The Great Game Theory Guide: #16 How to Prevent a Bank Robbery, Your Bank Robbing You!
Q. Lewis, I just got legally scammed by my own bank and there doesn’t seem to be anything I can do about it. Can you help me, and if not, show me how by using HAGT (Harrison’s Applied Game Theory) I can prevent it from happening again.
A. Does that suck or what? There is a solution here. Before I answer your question it might be helpful if we begin with a short introduction to the basics of game theory. Below is an article (a 6-minute read) as well as a more in-depth video embedded in the article. Both were created so they would be understood by 12-year-old.
Using all of the gaming skills you have learned from the sandbox, through Rubick’s Cube, and now into video games and sports will change your life in every way, for the better.
The Article: Click on the title ‘the Best Introduction… just below.
A. Now to answer your question. There is a saying in HAGT that guides me in many of my business and personal relations.
“The reason things go wrong is usually that someone did what they weren’t supposed to do, or they didn’t do something they were supposed to do”.
This connects to the idea that knowledge is power. In this case, it is knowledge and data points. When applied it translates to…
The information you choose to ignore will definitely come back to bite you on the ass!
I learned this saying from Frank Abagnale, a famous con artist whose early life was the subject of the 2002 American biographical crime film Catch Me If You Can. Abagnale made that statement in a recent class he offered to the employees at Google.
How Did This Problem Even Come About?
When you sign up for a bank account there is a form you sign. This form usually consists of a page or two of “fine print”. Most of us never read that fine print and even if we did we wouldn’t understand what the heck it all means. I know I should have taken that post-graduate course at Harvard on “How to Read Legalese on bank forms” but I was busy writing my Nobel Prize acceptance speech.

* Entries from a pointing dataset
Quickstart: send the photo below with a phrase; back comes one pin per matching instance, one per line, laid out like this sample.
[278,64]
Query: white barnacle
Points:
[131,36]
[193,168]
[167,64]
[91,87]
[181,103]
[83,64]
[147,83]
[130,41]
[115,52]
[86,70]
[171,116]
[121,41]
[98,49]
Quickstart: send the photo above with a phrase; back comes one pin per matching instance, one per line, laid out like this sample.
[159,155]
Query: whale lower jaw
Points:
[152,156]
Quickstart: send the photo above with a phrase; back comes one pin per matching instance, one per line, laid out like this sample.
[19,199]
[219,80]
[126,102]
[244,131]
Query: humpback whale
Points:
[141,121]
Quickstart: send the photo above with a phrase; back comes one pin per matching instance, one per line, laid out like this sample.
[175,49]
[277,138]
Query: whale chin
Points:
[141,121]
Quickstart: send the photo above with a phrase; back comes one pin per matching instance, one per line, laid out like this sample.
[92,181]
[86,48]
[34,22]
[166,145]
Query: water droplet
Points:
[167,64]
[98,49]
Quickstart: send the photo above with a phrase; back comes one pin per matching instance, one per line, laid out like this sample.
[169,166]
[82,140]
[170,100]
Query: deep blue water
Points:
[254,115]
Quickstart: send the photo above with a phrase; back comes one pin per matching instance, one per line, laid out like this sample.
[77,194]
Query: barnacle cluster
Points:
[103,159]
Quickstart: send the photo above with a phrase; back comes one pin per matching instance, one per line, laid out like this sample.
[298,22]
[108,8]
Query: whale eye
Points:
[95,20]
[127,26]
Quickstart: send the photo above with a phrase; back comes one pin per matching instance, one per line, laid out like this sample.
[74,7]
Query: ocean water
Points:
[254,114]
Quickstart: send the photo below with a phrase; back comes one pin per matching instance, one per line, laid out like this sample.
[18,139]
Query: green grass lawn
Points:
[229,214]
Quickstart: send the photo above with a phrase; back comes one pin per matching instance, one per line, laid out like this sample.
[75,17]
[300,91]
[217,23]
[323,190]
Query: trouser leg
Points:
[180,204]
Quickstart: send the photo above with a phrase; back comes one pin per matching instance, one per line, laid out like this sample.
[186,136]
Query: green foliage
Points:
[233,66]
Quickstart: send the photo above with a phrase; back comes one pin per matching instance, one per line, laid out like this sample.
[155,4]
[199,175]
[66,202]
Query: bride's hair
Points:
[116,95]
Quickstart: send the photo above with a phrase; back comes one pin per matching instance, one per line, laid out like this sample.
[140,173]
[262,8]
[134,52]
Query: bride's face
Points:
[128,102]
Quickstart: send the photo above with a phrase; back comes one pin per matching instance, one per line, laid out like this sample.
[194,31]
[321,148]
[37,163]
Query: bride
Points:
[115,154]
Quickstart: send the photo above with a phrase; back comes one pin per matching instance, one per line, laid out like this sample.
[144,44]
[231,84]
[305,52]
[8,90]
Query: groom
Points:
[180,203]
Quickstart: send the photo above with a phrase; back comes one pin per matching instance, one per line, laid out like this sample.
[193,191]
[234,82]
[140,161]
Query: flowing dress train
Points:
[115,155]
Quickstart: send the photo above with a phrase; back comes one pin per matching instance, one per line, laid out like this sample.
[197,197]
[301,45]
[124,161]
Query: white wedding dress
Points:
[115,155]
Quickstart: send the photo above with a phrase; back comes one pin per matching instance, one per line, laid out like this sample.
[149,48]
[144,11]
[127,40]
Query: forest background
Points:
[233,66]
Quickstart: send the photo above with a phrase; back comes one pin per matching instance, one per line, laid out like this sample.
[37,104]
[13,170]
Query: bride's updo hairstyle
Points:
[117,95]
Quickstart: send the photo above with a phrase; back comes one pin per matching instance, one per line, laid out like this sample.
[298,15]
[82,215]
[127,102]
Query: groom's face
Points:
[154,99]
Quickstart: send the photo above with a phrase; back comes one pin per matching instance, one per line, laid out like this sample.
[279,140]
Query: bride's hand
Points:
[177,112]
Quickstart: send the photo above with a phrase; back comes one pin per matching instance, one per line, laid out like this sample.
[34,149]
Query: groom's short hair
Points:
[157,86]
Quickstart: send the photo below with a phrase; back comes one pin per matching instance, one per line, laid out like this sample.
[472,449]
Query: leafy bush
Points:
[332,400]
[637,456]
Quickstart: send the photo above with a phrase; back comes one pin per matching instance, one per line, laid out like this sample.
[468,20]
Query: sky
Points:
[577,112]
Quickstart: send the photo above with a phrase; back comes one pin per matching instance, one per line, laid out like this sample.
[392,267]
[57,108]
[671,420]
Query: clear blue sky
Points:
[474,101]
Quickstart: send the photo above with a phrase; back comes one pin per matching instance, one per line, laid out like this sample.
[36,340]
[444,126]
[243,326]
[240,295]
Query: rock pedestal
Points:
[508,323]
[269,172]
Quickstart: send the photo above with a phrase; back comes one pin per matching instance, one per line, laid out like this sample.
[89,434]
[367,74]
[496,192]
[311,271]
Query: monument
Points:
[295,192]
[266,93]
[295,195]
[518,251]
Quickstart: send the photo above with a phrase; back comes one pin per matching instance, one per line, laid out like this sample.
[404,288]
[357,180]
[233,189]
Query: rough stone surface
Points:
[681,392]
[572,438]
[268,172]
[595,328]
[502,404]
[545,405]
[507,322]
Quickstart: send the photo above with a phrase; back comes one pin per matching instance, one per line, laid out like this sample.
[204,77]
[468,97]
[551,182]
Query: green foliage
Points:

* Stated task A
List every line of the rows that contains the string "groom", treating uppercase and lowercase as distinct.
* Stated task B
Carry the game theory guide on banks forward, beginning immediately after its final sentence.
The game theory guide and the rows bear no relation to each other.

* Reply A
Query: groom
Query: groom's face
Query: groom's short hair

* Reply B
The Actual Problem
One of the agreements most customers receive when they open a bank account is a clause buried in that fine print known as “the right of ‘offset’, also sometimes referred to as “the right of setoff”.
What it basically states is that the bank has the legal power to seize funds from a debtor or guarantor of debt, meaning you. Of course, this right will vary depending on the plan or product. Excluding Registered Retirement Savings Plan (RRSPs) and registered retirement income funds, “the right of ‘offset’ is in most agreements.
How Does This Play Out?
1. Your bank accepts a deposit. It can be in the form of a check or some other form.
2. This deposit doesn’t go through as expected for any number of reasons including someone, including a professional scammer or conjobber giving you a “bad check”.
3. You aren’t aware that the check is bad and you withdraw or transfers the funds.
4. Since the funds you withdrew are not actually there the bank can legally claim they have made a bad loan.
5. The bank then has the right to access money in other accounts it holds for you, in order to recover its loss.
What Can You Do to Prevent This?
Not much. This is a situation that can happen anywhere but is especially common in the United States and Canada. If you put money in banks you need to be aware of how common it is for banks to access one customer account to recover their own losses from the same customer’s second or third account.
Doug Hoyes, an insolvency trustee in Kitchener, Ont., speaks about this in the article I have attached below.
“It blindsides people,” Hoyes said. “I’ve seen it happen thousands of times.”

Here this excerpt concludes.